• EXERCISE TASK
Tally the lines in the material below that contain the string "neighboring", matching case. What is the total, given as the number alone?

• MATERIAL FOR THIS TASK
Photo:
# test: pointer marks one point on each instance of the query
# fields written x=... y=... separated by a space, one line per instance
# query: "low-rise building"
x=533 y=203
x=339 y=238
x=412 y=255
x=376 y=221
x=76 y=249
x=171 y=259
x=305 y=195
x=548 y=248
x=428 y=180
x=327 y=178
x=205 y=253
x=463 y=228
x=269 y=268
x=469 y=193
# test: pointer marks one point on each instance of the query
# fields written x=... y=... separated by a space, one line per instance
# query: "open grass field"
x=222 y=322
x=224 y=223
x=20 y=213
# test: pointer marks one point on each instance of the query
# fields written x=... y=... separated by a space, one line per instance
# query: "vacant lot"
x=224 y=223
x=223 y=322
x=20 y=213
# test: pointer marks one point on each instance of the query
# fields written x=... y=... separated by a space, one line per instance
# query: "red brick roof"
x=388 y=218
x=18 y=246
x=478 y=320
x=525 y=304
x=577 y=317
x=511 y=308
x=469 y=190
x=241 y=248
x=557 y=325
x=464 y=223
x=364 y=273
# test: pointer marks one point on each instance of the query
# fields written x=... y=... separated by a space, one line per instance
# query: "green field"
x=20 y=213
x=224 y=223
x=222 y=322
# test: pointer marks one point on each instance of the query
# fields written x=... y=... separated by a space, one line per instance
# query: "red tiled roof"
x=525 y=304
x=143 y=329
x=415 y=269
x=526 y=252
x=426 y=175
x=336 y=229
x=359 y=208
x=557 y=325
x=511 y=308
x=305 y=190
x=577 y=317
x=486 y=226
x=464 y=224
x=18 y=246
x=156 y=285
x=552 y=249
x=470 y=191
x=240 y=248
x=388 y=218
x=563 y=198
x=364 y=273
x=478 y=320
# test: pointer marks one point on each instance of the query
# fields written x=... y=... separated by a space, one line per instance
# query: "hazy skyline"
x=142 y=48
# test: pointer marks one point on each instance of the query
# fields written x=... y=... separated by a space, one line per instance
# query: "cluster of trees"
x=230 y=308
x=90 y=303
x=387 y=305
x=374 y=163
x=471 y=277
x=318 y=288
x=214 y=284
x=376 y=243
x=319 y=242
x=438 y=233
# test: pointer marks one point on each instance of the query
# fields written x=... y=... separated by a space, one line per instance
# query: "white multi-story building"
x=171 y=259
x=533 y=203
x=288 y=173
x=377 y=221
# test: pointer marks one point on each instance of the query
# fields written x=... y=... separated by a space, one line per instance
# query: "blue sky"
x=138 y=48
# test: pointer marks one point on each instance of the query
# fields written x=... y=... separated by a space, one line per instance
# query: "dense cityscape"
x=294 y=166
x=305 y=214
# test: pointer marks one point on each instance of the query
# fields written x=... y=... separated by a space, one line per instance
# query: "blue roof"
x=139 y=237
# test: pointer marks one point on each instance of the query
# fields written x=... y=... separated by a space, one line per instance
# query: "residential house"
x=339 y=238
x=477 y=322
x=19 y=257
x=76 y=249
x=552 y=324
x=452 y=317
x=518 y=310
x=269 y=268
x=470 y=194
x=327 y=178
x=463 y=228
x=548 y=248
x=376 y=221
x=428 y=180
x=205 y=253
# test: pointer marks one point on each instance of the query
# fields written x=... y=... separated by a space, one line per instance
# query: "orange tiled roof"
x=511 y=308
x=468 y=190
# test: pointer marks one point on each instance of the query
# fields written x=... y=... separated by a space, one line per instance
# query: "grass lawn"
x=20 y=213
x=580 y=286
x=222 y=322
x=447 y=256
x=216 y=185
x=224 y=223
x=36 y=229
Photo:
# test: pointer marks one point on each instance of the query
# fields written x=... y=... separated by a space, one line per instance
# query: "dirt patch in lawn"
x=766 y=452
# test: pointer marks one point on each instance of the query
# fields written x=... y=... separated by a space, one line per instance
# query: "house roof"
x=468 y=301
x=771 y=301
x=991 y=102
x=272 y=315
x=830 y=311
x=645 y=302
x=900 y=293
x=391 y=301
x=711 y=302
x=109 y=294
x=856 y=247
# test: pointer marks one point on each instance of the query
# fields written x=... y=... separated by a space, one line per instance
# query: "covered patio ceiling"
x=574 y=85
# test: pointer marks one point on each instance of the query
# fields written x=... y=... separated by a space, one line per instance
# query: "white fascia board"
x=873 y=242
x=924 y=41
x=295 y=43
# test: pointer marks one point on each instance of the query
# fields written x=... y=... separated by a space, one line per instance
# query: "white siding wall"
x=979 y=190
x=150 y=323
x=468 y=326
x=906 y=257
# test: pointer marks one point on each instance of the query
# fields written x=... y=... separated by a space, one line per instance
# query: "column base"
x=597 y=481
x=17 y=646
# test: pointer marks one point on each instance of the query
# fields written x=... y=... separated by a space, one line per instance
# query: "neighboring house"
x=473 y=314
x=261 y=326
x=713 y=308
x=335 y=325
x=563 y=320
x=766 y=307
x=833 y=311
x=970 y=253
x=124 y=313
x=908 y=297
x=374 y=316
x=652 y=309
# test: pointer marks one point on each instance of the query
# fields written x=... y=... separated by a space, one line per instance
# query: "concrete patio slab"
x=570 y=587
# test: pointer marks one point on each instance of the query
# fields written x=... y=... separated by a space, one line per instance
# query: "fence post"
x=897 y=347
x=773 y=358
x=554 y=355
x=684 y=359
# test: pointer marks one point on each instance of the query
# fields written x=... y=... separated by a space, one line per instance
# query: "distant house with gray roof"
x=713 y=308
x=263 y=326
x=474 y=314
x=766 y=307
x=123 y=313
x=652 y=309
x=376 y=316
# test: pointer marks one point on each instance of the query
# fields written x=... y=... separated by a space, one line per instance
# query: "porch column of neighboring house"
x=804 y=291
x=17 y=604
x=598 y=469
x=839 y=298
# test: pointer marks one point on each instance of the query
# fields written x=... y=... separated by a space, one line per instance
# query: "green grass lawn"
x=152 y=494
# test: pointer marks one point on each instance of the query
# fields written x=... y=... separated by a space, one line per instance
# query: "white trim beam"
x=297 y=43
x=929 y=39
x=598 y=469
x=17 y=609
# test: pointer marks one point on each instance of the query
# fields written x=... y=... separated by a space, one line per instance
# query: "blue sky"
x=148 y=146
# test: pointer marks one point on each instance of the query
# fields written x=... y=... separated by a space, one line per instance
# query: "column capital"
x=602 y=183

--

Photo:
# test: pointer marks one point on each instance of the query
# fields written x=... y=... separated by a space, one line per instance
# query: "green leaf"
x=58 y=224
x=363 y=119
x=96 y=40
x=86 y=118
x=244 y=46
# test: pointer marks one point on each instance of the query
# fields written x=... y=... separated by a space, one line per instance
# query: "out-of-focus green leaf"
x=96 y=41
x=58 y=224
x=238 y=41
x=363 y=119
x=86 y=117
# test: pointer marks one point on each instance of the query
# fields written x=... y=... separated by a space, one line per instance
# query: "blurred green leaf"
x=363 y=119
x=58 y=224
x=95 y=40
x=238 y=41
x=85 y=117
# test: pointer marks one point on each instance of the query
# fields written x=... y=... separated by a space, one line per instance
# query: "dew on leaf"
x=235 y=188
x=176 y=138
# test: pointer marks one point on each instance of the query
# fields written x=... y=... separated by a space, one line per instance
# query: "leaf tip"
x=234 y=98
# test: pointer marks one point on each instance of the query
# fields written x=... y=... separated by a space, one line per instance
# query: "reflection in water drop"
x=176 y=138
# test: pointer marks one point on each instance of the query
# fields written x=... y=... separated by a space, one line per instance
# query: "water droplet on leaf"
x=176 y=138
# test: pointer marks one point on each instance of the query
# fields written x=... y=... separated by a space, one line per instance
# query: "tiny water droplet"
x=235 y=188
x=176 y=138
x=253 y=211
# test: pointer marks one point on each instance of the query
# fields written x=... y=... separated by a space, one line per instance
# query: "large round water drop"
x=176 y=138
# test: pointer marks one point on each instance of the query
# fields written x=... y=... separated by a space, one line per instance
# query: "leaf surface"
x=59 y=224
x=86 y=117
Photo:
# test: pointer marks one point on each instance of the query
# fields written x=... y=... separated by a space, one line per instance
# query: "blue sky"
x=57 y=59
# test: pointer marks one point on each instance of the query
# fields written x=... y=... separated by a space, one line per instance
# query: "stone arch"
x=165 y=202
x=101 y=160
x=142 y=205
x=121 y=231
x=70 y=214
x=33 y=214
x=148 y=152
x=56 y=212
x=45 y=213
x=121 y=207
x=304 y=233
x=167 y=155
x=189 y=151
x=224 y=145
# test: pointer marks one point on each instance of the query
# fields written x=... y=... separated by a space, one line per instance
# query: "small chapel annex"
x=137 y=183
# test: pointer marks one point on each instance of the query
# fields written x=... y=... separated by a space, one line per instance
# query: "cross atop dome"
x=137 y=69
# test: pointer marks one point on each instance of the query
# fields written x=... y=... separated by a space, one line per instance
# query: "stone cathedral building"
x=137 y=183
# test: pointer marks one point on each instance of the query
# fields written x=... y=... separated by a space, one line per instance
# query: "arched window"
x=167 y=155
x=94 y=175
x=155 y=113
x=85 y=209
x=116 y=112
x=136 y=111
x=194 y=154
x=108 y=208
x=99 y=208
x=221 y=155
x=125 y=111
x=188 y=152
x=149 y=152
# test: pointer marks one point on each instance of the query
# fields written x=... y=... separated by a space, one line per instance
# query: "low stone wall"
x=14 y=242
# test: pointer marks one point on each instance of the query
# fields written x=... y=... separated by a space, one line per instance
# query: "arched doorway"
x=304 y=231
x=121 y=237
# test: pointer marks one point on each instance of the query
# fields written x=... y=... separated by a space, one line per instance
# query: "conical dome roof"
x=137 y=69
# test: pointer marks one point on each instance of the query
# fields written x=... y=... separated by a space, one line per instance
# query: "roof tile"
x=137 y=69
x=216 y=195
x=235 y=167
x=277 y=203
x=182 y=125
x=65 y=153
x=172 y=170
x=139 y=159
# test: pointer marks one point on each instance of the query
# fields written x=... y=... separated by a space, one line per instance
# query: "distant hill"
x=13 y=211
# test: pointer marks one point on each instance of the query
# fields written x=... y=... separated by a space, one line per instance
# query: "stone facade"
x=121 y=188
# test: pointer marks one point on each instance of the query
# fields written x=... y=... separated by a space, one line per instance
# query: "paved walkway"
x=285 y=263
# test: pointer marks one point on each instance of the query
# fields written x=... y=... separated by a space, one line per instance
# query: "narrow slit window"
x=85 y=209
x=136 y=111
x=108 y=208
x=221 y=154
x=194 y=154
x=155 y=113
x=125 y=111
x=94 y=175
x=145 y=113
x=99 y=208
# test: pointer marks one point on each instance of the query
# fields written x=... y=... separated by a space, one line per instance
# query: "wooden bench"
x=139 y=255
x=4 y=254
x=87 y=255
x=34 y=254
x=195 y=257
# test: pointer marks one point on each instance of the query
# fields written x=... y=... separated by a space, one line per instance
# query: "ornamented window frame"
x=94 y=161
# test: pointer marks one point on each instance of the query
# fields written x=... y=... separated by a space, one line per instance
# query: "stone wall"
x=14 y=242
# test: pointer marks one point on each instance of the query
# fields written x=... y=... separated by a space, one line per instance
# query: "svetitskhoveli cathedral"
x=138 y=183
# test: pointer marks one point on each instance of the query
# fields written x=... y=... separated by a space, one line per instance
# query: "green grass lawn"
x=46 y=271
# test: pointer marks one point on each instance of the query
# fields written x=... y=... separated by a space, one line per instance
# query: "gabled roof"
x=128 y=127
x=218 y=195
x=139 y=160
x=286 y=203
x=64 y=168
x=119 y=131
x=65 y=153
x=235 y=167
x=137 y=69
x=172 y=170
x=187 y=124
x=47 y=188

==

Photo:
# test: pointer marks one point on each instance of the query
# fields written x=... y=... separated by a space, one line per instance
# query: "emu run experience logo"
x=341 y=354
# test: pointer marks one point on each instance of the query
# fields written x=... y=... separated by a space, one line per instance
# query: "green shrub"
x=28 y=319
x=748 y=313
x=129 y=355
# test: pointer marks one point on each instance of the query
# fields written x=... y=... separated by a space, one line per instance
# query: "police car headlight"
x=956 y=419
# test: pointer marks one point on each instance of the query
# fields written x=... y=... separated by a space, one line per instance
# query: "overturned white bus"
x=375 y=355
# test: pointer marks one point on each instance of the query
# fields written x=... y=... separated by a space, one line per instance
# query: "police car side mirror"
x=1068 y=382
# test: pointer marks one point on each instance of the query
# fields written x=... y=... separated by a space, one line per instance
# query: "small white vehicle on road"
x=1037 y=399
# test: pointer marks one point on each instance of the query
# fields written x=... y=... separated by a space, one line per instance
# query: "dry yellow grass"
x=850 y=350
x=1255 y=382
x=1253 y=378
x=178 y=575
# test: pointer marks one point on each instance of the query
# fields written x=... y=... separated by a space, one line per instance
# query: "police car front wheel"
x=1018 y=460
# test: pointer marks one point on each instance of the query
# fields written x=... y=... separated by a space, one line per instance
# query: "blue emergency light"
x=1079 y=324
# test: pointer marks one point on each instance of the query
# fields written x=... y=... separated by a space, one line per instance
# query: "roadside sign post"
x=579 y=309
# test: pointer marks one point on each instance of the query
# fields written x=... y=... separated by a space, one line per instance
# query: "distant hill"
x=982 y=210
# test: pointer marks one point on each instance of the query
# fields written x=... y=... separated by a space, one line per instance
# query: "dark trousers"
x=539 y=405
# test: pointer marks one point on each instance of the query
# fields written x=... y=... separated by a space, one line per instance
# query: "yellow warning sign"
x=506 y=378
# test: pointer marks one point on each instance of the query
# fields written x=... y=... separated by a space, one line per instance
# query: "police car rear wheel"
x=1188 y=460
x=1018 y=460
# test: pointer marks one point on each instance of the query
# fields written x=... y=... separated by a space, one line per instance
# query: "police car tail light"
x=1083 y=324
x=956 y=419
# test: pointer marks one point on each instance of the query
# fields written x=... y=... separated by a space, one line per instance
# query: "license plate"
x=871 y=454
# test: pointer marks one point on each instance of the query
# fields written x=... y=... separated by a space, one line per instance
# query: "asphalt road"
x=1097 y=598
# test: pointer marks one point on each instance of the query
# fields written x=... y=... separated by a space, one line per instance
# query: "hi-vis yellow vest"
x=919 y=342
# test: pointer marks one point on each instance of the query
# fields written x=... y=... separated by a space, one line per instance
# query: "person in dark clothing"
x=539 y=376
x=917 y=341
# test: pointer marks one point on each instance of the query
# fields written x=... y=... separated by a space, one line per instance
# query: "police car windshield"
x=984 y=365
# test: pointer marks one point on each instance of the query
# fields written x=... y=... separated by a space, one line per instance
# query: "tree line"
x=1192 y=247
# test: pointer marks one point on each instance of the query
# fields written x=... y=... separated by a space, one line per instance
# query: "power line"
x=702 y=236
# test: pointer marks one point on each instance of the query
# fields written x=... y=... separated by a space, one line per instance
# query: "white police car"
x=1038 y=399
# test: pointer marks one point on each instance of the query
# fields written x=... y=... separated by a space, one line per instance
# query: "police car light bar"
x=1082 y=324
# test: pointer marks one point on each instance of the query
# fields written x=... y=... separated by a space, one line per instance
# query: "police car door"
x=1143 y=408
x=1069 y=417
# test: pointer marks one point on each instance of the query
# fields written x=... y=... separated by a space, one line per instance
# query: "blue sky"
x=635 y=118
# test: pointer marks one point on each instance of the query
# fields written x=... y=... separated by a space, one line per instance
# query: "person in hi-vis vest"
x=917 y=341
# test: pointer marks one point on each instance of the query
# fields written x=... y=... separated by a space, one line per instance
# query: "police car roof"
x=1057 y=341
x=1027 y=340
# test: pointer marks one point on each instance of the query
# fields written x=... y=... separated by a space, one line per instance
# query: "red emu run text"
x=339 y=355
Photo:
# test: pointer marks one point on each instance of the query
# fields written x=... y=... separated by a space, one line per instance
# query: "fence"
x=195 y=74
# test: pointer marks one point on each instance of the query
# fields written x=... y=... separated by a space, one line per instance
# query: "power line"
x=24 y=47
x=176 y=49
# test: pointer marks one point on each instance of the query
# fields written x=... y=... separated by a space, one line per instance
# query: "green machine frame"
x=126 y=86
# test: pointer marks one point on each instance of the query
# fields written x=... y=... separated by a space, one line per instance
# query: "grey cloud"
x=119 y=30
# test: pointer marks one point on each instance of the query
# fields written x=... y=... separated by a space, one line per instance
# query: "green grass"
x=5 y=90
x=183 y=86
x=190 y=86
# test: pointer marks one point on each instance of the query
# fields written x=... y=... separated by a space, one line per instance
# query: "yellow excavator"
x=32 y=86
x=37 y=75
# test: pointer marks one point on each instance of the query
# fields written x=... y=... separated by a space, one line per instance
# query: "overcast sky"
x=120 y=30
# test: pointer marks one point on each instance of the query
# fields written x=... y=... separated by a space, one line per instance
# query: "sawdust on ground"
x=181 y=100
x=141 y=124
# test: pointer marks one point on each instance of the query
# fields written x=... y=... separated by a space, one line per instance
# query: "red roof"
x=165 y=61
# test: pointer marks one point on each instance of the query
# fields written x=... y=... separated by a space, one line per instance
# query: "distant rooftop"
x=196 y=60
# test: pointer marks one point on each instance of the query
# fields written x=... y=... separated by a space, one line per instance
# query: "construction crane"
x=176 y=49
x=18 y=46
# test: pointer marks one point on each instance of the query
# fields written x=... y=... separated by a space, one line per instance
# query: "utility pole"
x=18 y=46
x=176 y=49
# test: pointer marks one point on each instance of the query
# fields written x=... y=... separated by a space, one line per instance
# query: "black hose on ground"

• TASK SOLUTION
2